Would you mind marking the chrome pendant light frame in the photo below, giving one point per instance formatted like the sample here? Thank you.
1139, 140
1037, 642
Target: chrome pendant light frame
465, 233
_ _ _ _
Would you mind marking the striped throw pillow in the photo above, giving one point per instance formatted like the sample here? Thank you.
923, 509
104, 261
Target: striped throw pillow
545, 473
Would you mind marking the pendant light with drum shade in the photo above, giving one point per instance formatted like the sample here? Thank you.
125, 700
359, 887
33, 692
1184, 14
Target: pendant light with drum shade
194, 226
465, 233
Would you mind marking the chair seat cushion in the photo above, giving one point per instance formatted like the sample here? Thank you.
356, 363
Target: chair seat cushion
_ _ _ _
**Goal of the exercise**
After locating the line with "Target: pendant light with drum shade" in the material above, return it and each line after it exactly, ending at the line with "Target: chair seat cushion".

**Result of this task**
Target: pendant light with drum shade
194, 226
465, 233
Would you mind marking the chair seat cushion in the photo above, giving one point per instance formatted like the sample here? Thank you.
356, 363
Target: chair seat cushion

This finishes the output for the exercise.